-- Begin WORKING DATA --
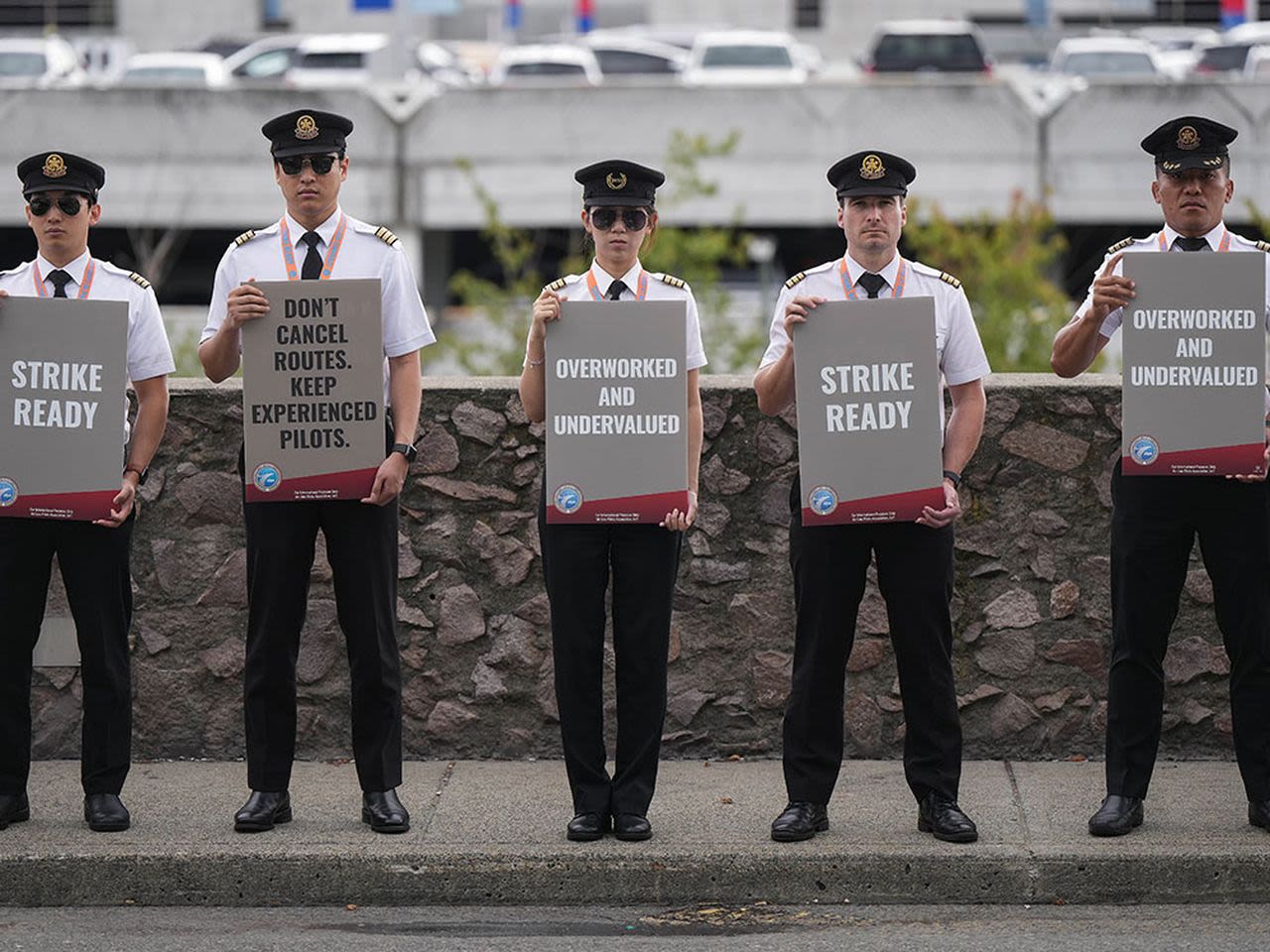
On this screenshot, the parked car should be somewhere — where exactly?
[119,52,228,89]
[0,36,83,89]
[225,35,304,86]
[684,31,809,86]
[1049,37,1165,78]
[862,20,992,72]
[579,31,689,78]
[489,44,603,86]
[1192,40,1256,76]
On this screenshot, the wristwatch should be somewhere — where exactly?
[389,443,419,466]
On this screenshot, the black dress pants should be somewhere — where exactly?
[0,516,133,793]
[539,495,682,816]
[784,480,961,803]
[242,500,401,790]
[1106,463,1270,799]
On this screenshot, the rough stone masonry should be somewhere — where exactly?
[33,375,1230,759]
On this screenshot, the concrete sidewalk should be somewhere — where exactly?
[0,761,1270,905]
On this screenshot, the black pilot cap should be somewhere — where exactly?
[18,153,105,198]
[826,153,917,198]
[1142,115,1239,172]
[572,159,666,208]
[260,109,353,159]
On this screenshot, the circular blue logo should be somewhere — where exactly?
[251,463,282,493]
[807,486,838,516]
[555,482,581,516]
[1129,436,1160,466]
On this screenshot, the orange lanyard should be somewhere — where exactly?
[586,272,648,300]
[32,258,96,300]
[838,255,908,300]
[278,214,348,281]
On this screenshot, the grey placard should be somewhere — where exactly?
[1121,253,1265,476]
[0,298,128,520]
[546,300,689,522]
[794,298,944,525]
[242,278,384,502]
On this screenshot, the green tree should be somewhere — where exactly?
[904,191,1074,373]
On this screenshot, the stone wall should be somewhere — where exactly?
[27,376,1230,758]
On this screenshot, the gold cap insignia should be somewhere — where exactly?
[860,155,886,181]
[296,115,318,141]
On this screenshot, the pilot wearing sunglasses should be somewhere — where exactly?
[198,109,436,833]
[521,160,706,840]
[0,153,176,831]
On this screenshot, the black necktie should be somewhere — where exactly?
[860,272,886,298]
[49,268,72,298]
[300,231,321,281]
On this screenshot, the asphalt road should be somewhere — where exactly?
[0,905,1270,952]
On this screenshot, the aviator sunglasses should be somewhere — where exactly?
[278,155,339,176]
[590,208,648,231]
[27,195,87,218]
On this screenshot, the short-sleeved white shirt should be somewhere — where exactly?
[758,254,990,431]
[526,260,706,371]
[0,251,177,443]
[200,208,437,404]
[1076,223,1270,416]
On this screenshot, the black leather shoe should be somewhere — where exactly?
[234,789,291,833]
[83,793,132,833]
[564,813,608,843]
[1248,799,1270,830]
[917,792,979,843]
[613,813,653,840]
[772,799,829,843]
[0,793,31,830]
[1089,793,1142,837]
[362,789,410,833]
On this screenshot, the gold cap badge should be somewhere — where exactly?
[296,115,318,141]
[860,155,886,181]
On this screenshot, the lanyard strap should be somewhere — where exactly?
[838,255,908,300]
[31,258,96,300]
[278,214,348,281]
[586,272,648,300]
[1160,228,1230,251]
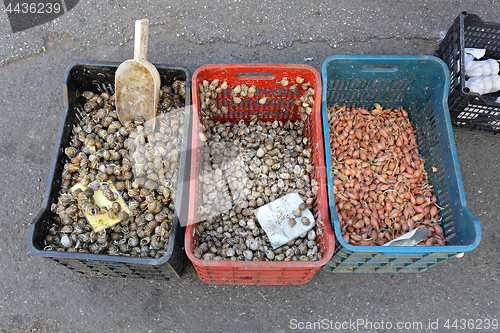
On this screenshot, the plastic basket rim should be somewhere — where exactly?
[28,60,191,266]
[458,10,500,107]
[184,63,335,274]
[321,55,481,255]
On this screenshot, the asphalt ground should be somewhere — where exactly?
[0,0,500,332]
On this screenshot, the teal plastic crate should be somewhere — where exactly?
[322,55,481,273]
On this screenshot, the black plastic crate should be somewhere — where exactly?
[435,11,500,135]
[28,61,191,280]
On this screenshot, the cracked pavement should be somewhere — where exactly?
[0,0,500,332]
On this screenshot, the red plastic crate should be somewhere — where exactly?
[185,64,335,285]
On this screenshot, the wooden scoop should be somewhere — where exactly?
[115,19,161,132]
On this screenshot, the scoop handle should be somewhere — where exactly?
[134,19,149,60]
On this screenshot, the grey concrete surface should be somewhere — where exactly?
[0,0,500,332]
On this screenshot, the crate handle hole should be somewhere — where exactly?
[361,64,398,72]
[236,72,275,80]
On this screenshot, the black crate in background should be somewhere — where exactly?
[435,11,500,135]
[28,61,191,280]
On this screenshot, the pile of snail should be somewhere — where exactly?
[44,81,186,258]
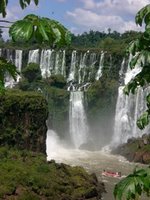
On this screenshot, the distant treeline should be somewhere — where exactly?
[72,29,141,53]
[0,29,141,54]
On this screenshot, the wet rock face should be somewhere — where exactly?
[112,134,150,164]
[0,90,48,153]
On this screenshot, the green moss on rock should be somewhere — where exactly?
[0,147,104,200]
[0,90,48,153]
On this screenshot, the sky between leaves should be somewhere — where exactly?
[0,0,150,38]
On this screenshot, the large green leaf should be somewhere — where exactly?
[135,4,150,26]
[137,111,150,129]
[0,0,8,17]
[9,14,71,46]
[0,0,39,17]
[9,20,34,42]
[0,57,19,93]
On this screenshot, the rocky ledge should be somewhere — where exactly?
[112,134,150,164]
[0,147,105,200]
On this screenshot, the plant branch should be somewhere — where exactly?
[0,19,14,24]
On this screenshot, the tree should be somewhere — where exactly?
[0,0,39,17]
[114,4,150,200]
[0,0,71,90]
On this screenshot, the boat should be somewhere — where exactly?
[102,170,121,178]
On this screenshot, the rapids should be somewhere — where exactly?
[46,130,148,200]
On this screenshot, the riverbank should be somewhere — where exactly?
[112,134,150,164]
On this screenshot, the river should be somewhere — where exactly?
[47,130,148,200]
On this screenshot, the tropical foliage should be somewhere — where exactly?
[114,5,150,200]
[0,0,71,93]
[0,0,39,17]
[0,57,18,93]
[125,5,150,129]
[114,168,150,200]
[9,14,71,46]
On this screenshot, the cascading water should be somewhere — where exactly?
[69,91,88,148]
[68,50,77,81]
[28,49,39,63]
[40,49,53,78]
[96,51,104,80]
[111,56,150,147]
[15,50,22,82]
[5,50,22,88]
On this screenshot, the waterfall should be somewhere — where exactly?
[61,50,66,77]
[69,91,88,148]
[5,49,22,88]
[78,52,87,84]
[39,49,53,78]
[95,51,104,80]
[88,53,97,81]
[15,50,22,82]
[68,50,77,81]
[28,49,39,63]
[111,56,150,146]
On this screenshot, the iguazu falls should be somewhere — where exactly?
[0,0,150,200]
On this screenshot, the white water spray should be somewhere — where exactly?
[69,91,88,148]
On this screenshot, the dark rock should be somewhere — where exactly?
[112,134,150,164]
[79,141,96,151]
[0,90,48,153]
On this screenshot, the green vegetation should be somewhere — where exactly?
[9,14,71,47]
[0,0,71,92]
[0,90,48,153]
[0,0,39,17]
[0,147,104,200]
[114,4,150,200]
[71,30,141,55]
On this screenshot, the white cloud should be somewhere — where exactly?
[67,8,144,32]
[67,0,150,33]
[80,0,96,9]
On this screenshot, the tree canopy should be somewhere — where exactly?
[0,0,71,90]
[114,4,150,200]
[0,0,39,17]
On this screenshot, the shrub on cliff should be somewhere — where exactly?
-- End WORKING DATA --
STATED EXERCISE: Please put the rows above into a Markdown table with the columns "No." and "Text", numbering each line and skipping blank lines. Leave the pictures out of the table.

IN RESPONSE:
| No. | Text |
|---|---|
| 1 | On this screenshot, the parked car should be somewhere — where exactly? |
| 2 | [119,52,228,89] |
| 3 | [0,36,83,89] |
| 4 | [225,35,304,86] |
| 5 | [684,31,809,86] |
| 6 | [1049,37,1165,78] |
| 7 | [862,20,992,72] |
| 8 | [579,31,689,78] |
| 9 | [489,44,603,86] |
| 10 | [1192,40,1256,76] |
| 11 | On this screenshot, the wristwatch should be somewhere — where exactly? |
| 12 | [389,443,419,466] |
| 13 | On this screenshot, the black dress pants should be somewhere — where exactly? |
| 14 | [0,516,133,793] |
| 15 | [539,495,682,816] |
| 16 | [784,480,961,803] |
| 17 | [242,500,401,790] |
| 18 | [1106,463,1270,799] |
| 19 | On this screenshot, the rough stone masonry should be somewhere — where exactly? |
| 20 | [33,375,1230,759] |
| 21 | On this screenshot, the concrete sidewalk should be somewhere — where exactly? |
| 22 | [0,761,1270,905] |
| 23 | On this screenshot, the black pilot cap should be somewhere — where exactly? |
| 24 | [18,153,105,198] |
| 25 | [826,153,917,198] |
| 26 | [1142,115,1239,172] |
| 27 | [572,159,666,208] |
| 28 | [260,109,353,159] |
| 29 | On this screenshot, the circular blue logo should be somewhere — where exactly? |
| 30 | [251,463,282,493] |
| 31 | [807,486,838,516] |
| 32 | [555,482,581,516] |
| 33 | [1129,436,1160,466] |
| 34 | On this screenshot, the orange lanyard should be somewhere — where exactly? |
| 35 | [586,272,648,300] |
| 36 | [32,258,96,300] |
| 37 | [838,255,908,300] |
| 38 | [278,214,348,281] |
| 39 | On this screenshot, the grey placard should be somewhere — where exactly? |
| 40 | [1121,253,1265,476] |
| 41 | [0,298,128,520] |
| 42 | [546,300,689,522] |
| 43 | [794,298,944,525] |
| 44 | [242,278,384,502] |
| 45 | On this screenshot, the green tree should be somewhere — where exactly? |
| 46 | [904,191,1074,373] |
| 47 | On this screenshot, the stone wall should be somewhere — where exactly? |
| 48 | [27,376,1230,758] |
| 49 | On this screenshot, the gold cap insignia should be somewhere — where exactly? |
| 50 | [860,155,886,181] |
| 51 | [296,115,318,141] |
| 52 | On this screenshot, the pilot wearing sunglasses should be somewhere — where exactly? |
| 53 | [198,109,436,833] |
| 54 | [521,160,706,840] |
| 55 | [0,153,176,831] |
| 56 | On this screenshot, the black necktie should be somewhere — where exactly? |
| 57 | [860,272,886,298] |
| 58 | [49,268,72,298] |
| 59 | [300,231,321,281] |
| 60 | On this screenshot, the asphalt road should be somewhere — where exactly? |
| 61 | [0,905,1270,952] |
| 62 | On this screenshot, the aviator sunglasses should be somewhere — where exactly? |
| 63 | [278,155,339,176] |
| 64 | [590,208,648,231] |
| 65 | [27,195,87,218] |
| 66 | On this screenshot, the short-sleeved white shirt should be somewhere — where exactly? |
| 67 | [758,254,990,431] |
| 68 | [526,260,706,371] |
| 69 | [0,251,177,443] |
| 70 | [200,208,437,404] |
| 71 | [1076,223,1270,416] |
| 72 | On this screenshot, the black leather shoe should be somewhere — where exactly? |
| 73 | [234,789,291,833] |
| 74 | [83,793,132,833] |
| 75 | [564,813,608,843] |
| 76 | [1248,799,1270,830] |
| 77 | [917,792,979,843] |
| 78 | [613,813,653,840] |
| 79 | [772,799,829,843] |
| 80 | [0,793,31,830] |
| 81 | [1089,793,1142,837] |
| 82 | [362,789,410,833] |
| 83 | On this screenshot, the gold cap badge should be somewhere — where exactly? |
| 84 | [296,115,318,141] |
| 85 | [860,155,886,181] |
| 86 | On this screenshot, the lanyard strap should be somewhere — where exactly? |
| 87 | [838,255,908,300] |
| 88 | [31,258,96,300] |
| 89 | [278,214,348,281] |
| 90 | [586,272,648,300] |
| 91 | [1160,228,1230,251] |
| 92 | On this screenshot, the plastic basket rim should be somewhere — where exactly? |
| 93 | [28,60,191,266] |
| 94 | [458,10,500,107] |
| 95 | [184,63,335,274] |
| 96 | [321,55,481,255] |
| 97 | On this screenshot, the asphalt ground should be somewhere — where exactly? |
| 98 | [0,0,500,332] |
| 99 | On this screenshot, the teal plastic crate should be somewhere — where exactly? |
| 100 | [322,55,481,273] |
| 101 | On this screenshot, the black plastic crate should be somewhere — where exactly? |
| 102 | [435,11,500,135] |
| 103 | [28,61,191,280] |
| 104 | On this screenshot, the cracked pavement should be somewhere — where exactly? |
| 105 | [0,0,500,332] |
| 106 | On this screenshot, the red plastic crate should be somewhere — where exactly? |
| 107 | [185,64,335,285] |
| 108 | On this screenshot, the wooden scoop should be somewhere — where exactly? |
| 109 | [115,19,161,132] |
| 110 | On this screenshot, the scoop handle should be somewhere — where exactly? |
| 111 | [134,19,149,60] |
| 112 | On this screenshot, the grey concrete surface should be somewhere — where exactly? |
| 113 | [0,0,500,332] |
| 114 | On this screenshot, the crate handle hole should be somewhere — where exactly? |
| 115 | [361,64,398,72] |
| 116 | [236,72,275,80] |
| 117 | On this screenshot, the black crate in background should be somewhere — where exactly? |
| 118 | [435,11,500,135] |
| 119 | [28,61,191,280] |
| 120 | On this screenshot, the pile of snail should be somewhere — where exactly? |
| 121 | [44,81,186,258] |
| 122 | On this screenshot, the distant treeline should be somewhere — where exactly? |
| 123 | [72,29,141,53] |
| 124 | [0,29,141,54] |
| 125 | On this screenshot, the wet rock face should be somewhere — where exactly? |
| 126 | [112,134,150,164] |
| 127 | [0,90,48,153] |
| 128 | On this screenshot, the green moss on rock should be somewhere — where exactly? |
| 129 | [0,147,104,200] |
| 130 | [0,90,48,153] |
| 131 | On this screenshot, the sky between leaves should be somewhere — where exactly? |
| 132 | [0,0,150,38] |
| 133 | On this screenshot, the large green leaf should be somewhere — where exactly? |
| 134 | [135,4,150,26] |
| 135 | [137,111,150,129] |
| 136 | [0,0,8,17] |
| 137 | [9,14,71,46] |
| 138 | [0,0,39,17] |
| 139 | [9,20,34,42] |
| 140 | [0,57,19,93] |
| 141 | On this screenshot, the rocky ledge should be somewhere — where exactly? |
| 142 | [112,134,150,164] |
| 143 | [0,147,105,200] |
| 144 | On this screenshot, the plant branch should be somewhere — where exactly? |
| 145 | [0,19,14,24] |
| 146 | On this screenshot, the tree should be somewhere — where exactly? |
| 147 | [0,0,39,17] |
| 148 | [114,4,150,200] |
| 149 | [0,0,71,90] |
| 150 | On this screenshot, the boat should be somewhere — where exactly? |
| 151 | [102,170,121,178] |
| 152 | On this screenshot, the rapids should be somewhere — where exactly? |
| 153 | [46,130,148,200] |
| 154 | On this screenshot, the riverbank should be somewhere — where exactly? |
| 155 | [112,134,150,164] |
| 156 | On this screenshot, the river should be somewhere — where exactly? |
| 157 | [47,130,148,200] |
| 158 | On this screenshot, the tropical foliage should be somewhere — where exactly? |
| 159 | [114,5,150,200] |
| 160 | [0,0,71,93] |
| 161 | [0,0,39,17] |
| 162 | [0,57,18,93] |
| 163 | [125,5,150,129] |
| 164 | [114,168,150,200] |
| 165 | [9,14,71,46] |
| 166 | On this screenshot, the cascading water should be somewhere — where exactly? |
| 167 | [69,91,88,148] |
| 168 | [68,50,77,81] |
| 169 | [28,49,39,63] |
| 170 | [40,49,53,78] |
| 171 | [96,51,104,80] |
| 172 | [111,56,150,147] |
| 173 | [15,50,22,82] |
| 174 | [5,50,22,88] |
| 175 | On this screenshot, the waterfall should be somewhere — where exactly? |
| 176 | [61,50,66,77] |
| 177 | [69,91,88,148] |
| 178 | [5,49,22,88] |
| 179 | [78,52,87,84] |
| 180 | [39,49,53,78] |
| 181 | [95,51,104,80] |
| 182 | [88,53,97,81] |
| 183 | [15,50,22,82] |
| 184 | [68,50,77,81] |
| 185 | [28,49,39,63] |
| 186 | [111,56,150,146] |
| 187 | On this screenshot, the iguazu falls should be somewhere — where exactly? |
| 188 | [0,0,150,200] |
| 189 | On this screenshot, the white water spray should be somewhere — where exactly? |
| 190 | [69,91,88,148] |
| 191 | On this screenshot, the dark rock should be somewhere — where exactly? |
| 192 | [112,134,150,164] |
| 193 | [79,141,96,151] |
| 194 | [0,90,48,153] |
| 195 | On this screenshot, the green vegetation should be somewhere — where exactly? |
| 196 | [9,14,71,47] |
| 197 | [0,0,71,92] |
| 198 | [0,90,48,153] |
| 199 | [0,0,39,17] |
| 200 | [0,147,104,200] |
| 201 | [114,4,150,200] |
| 202 | [71,30,141,55] |
| 203 | On this screenshot, the white cloud should be somewhere — where exactly? |
| 204 | [67,8,144,32] |
| 205 | [67,0,150,33] |
| 206 | [80,0,96,9] |
| 207 | On this screenshot, the tree canopy should be somewhere — where exactly? |
| 208 | [0,0,71,90] |
| 209 | [114,4,150,200] |
| 210 | [0,0,39,17] |
| 211 | On this screenshot, the shrub on cliff should be somewhere — where exactly? |